« L’hiver quatre chiens mordent mes pieds et mes mains »

— Par Dégé —

de Philippe Dorin,
au Grenier à Sel. Festival d’Avignon 2017, le OFF.

C’est un peu lent au début mais c’est poétique. Ça s’alourdit quand le sens apparaît et se fixe. Mais dans l’ensemble, et finalement, le poétique triomphe. Grâce aux décors, grâce à la mise en scène de Bertrand Fournier.
Un chemin de lattes de bois sur lequel dort un SDF délimite l’espace et s’enfonce dans l’obscurité des coulisses forestières. En sortiront peu à
peu divers objets bricolés (tabourets, tables, guitare, cheval) qui habiteront la scène autant que toute une série de vaisselle imaginée, de victuailles invisibles…Quatre panneaux gris lavis, aux motifs à peine esquissés, créés une attente : deux, à notre surprise, sont défoncés par l’homme aux premières minutes, on attend le tour des deux restantes. Une seule se transformera en piste à glissades, puis en podium pour chanteur de Rock (notre héros prolétaire). Quid du quatrième panneau ? Rien. Car la pièce est, sinon déjantée, insolite.

Énoncé écrit 1 - Repérez dans les entrées chaque ligne contenant la chaîne « cluster » et recopiez-la. La casse compte.

Entrées fournies -
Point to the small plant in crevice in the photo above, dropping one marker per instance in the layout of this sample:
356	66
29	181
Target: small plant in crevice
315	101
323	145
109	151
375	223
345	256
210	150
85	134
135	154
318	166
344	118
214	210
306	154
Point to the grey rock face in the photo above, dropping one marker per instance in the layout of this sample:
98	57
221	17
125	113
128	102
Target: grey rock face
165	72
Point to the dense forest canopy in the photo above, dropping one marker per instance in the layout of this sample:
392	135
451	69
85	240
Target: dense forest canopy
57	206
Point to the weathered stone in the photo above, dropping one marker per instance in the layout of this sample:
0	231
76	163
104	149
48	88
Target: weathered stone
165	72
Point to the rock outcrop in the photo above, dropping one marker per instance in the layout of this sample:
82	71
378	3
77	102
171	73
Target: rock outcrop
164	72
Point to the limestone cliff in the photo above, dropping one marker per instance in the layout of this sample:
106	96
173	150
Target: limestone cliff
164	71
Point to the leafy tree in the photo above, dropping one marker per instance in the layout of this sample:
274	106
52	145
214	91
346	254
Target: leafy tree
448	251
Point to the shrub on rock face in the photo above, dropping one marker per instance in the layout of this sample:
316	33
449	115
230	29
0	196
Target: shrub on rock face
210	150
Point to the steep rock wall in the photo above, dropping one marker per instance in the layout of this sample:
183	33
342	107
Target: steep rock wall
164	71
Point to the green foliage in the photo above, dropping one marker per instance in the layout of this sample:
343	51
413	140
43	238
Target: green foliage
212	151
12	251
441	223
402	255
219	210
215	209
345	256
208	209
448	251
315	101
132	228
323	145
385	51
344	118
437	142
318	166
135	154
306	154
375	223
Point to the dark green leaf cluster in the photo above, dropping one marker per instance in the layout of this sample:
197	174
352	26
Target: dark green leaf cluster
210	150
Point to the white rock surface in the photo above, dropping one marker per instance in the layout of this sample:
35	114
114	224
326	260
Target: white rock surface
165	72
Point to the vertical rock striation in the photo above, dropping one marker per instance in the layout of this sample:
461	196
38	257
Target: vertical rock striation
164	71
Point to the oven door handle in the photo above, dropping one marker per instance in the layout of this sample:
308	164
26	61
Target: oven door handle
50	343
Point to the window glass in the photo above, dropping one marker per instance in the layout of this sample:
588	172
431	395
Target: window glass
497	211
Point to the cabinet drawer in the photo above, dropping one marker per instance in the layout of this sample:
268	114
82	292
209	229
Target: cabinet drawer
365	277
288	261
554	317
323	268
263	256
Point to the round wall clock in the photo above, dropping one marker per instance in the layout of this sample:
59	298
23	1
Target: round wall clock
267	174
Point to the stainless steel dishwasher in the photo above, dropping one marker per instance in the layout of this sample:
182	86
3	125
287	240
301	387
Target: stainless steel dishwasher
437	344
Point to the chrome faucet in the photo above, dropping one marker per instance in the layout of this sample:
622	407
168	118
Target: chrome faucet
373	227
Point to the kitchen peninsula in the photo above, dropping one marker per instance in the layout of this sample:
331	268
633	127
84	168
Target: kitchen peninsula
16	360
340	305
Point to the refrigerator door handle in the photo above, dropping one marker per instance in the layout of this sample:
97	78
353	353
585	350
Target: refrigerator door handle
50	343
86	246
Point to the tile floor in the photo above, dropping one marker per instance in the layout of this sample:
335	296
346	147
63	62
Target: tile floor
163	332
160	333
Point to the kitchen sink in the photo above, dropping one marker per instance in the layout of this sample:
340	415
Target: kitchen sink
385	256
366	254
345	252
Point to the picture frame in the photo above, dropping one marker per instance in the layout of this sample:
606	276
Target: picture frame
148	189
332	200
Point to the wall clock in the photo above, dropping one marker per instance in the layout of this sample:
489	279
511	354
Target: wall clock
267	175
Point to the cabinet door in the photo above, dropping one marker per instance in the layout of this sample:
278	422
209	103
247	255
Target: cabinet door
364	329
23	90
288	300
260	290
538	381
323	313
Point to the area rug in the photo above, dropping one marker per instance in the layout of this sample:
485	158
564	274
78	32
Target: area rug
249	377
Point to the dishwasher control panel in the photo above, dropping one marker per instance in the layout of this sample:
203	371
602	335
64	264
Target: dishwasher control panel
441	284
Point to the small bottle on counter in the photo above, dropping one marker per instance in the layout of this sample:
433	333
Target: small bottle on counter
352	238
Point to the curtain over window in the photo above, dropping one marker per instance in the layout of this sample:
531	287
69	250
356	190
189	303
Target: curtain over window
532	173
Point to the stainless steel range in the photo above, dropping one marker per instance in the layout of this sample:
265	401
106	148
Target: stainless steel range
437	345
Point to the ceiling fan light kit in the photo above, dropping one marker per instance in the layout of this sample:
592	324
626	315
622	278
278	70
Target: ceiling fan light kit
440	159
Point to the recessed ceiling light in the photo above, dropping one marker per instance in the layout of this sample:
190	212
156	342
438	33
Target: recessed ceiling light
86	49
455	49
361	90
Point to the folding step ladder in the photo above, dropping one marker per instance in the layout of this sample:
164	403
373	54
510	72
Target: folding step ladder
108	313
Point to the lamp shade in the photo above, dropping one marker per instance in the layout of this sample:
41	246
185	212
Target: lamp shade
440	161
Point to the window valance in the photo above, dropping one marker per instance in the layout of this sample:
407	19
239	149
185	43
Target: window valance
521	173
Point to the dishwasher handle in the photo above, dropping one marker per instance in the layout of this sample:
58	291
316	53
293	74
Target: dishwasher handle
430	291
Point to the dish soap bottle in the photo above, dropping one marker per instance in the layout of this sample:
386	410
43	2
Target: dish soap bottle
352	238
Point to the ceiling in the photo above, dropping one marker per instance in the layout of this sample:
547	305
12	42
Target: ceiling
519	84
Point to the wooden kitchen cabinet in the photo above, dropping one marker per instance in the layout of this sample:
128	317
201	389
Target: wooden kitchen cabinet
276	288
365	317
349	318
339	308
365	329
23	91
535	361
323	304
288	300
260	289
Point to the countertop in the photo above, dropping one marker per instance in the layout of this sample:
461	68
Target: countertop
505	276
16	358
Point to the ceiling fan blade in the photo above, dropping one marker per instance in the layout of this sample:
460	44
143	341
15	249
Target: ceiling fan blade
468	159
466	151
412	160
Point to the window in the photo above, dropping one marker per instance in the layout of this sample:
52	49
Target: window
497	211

Énoncé écrit 2 - Reproduisez le passage de la critique qui va de « Un chemin de » jusqu'à « sinon déjantée, insolite. » inclus.

Réponse à la consigne 1 -
Point to the dark green leaf cluster in the photo above, dropping one marker per instance in the layout of this sample:
Target: dark green leaf cluster

Réponse à la consigne 2 -
Un chemin de lattes de bois sur lequel dort un SDF délimite l’espace et s’enfonce dans l’obscurité des coulisses forestières. En sortiront peu à
peu divers objets bricolés (tabourets, tables, guitare, cheval) qui habiteront la scène autant que toute une série de vaisselle imaginée, de victuailles invisibles…Quatre panneaux gris lavis, aux motifs à peine esquissés, créés une attente : deux, à notre surprise, sont défoncés par l’homme aux premières minutes, on attend le tour des deux restantes. Une seule se transformera en piste à glissades, puis en podium pour chanteur de Rock (notre héros prolétaire). Quid du quatrième panneau ? Rien. Car la pièce est, sinon déjantée, insolite.